──────── Entries provided

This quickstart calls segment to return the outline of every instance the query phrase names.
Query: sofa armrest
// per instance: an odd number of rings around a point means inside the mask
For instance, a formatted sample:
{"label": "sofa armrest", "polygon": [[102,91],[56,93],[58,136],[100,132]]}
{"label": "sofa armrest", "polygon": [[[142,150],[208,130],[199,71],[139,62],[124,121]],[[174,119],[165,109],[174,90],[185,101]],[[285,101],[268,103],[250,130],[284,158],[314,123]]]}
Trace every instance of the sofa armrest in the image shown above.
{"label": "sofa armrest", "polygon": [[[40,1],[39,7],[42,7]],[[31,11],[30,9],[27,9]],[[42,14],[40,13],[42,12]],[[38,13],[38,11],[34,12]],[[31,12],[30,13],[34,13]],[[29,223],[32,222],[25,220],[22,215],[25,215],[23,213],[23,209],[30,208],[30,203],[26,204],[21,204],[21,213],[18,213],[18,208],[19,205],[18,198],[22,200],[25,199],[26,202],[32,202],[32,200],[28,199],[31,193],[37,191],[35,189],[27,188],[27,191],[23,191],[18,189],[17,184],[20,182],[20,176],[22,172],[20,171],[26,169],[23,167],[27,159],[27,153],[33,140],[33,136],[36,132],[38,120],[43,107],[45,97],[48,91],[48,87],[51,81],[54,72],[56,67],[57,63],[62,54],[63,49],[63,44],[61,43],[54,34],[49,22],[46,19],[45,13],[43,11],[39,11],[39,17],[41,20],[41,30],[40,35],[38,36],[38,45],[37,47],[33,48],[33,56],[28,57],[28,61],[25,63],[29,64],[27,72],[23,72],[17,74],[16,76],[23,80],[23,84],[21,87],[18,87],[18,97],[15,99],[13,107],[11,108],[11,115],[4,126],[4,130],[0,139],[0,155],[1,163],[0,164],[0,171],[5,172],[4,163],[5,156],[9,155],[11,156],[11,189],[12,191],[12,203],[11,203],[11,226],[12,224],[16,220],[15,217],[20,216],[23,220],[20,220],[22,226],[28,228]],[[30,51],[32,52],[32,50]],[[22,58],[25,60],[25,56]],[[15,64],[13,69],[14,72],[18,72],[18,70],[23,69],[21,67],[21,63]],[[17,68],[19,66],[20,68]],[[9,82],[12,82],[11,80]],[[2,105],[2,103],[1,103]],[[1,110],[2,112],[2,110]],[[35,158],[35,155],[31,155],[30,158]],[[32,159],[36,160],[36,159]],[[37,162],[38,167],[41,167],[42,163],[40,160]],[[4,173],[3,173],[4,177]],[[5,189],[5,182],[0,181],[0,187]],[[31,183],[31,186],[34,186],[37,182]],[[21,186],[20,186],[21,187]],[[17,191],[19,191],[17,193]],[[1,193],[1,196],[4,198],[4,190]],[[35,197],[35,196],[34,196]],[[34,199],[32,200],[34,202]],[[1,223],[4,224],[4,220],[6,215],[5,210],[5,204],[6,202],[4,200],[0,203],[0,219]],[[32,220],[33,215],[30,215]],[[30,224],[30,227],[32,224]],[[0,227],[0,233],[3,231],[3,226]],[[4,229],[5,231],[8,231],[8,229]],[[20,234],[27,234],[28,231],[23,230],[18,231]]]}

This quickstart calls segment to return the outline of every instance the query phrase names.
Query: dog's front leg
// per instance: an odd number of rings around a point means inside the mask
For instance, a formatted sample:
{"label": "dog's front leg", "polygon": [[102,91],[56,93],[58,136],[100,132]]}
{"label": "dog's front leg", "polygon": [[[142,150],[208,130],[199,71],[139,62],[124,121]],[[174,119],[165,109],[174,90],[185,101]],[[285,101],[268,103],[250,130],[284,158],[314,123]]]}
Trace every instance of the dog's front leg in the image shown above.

────────────────

* **Task to carry out**
Please turn all of the material above into a numbered list with one item per line, leaving out the blank lines.

* **Result below**
1. This quickstart calls segment to return the outline of every instance the query phrase names.
2. Query: sofa armrest
3. // per instance: an odd number of rings around a point means inside the mask
4. For instance, a formatted sample:
5. {"label": "sofa armrest", "polygon": [[102,91],[56,93],[58,136],[100,132]]}
6. {"label": "sofa armrest", "polygon": [[[142,150],[208,130],[199,71],[139,62],[124,121]],[[174,119],[165,109],[174,90],[185,101]],[[285,101],[268,103],[250,130],[284,158],[314,123]]]}
7. Trace every instance of the sofa armrest in the image shown above.
8. {"label": "sofa armrest", "polygon": [[[40,1],[39,7],[42,7]],[[31,11],[30,9],[27,9]],[[42,14],[40,13],[42,12]],[[38,13],[38,11],[34,12]],[[31,12],[30,13],[34,13]],[[29,223],[32,222],[25,220],[22,215],[25,215],[23,213],[23,209],[30,208],[30,203],[26,204],[21,204],[21,213],[18,213],[18,208],[19,205],[18,198],[22,200],[25,199],[26,202],[32,202],[32,200],[28,199],[31,193],[37,191],[35,189],[27,188],[27,191],[23,191],[18,189],[17,184],[20,182],[20,176],[22,172],[20,171],[26,169],[23,167],[27,159],[27,153],[33,140],[33,136],[36,132],[38,120],[43,107],[45,97],[48,91],[48,87],[51,81],[54,72],[56,67],[57,63],[62,54],[63,49],[63,44],[61,43],[54,34],[49,22],[46,19],[45,13],[43,11],[39,11],[39,17],[41,20],[41,30],[40,35],[38,36],[38,45],[37,47],[33,48],[33,56],[28,57],[28,61],[25,63],[29,64],[27,72],[23,72],[17,74],[16,76],[23,80],[23,84],[21,87],[18,87],[18,97],[15,99],[13,107],[11,108],[11,115],[4,126],[4,130],[0,139],[0,155],[1,163],[0,164],[0,171],[5,172],[4,163],[5,156],[9,155],[11,156],[11,189],[12,191],[12,203],[11,203],[11,226],[12,224],[16,220],[15,217],[20,216],[23,220],[20,220],[22,226],[28,228]],[[30,51],[32,52],[32,50]],[[22,58],[25,60],[25,56]],[[15,64],[13,69],[14,72],[18,72],[18,70],[23,69],[21,67],[21,63]],[[17,68],[19,66],[20,68]],[[9,82],[12,82],[11,80]],[[2,105],[2,103],[1,103]],[[1,110],[2,112],[2,110]],[[35,158],[35,155],[31,155],[30,158]],[[32,159],[36,160],[36,159]],[[37,162],[38,167],[41,167],[42,163],[40,160]],[[4,173],[3,173],[4,177]],[[5,189],[5,182],[0,181],[0,187]],[[31,183],[31,186],[34,186],[37,182]],[[21,186],[20,186],[21,187]],[[17,191],[19,191],[17,193]],[[1,193],[1,196],[4,198],[4,190]],[[35,197],[35,196],[34,196]],[[34,199],[32,200],[34,202]],[[1,223],[4,224],[4,220],[6,215],[5,210],[5,204],[6,202],[4,200],[0,203],[0,219]],[[32,220],[33,215],[30,215]],[[30,224],[30,227],[32,224]],[[0,227],[0,233],[3,231],[3,226]],[[4,229],[5,231],[8,231],[8,229]],[[20,234],[27,234],[28,231],[23,230],[18,231]]]}
9. This quickstart calls segment to return the outline of every instance the query phrase names.
10. Query: dog's front leg
11. // per instance: an odd number of rings around a point means inside the mask
12. For instance, a formatted sample:
13. {"label": "dog's front leg", "polygon": [[102,91],[56,93],[58,136],[100,132]]}
14. {"label": "dog's front leg", "polygon": [[[142,150],[208,130],[199,71],[139,62],[124,121]],[[174,119],[165,109],[174,90],[185,101]],[[285,101],[268,103],[250,130],[284,158],[314,123]]]}
15. Trace every instance of the dog's front leg in the image shown above.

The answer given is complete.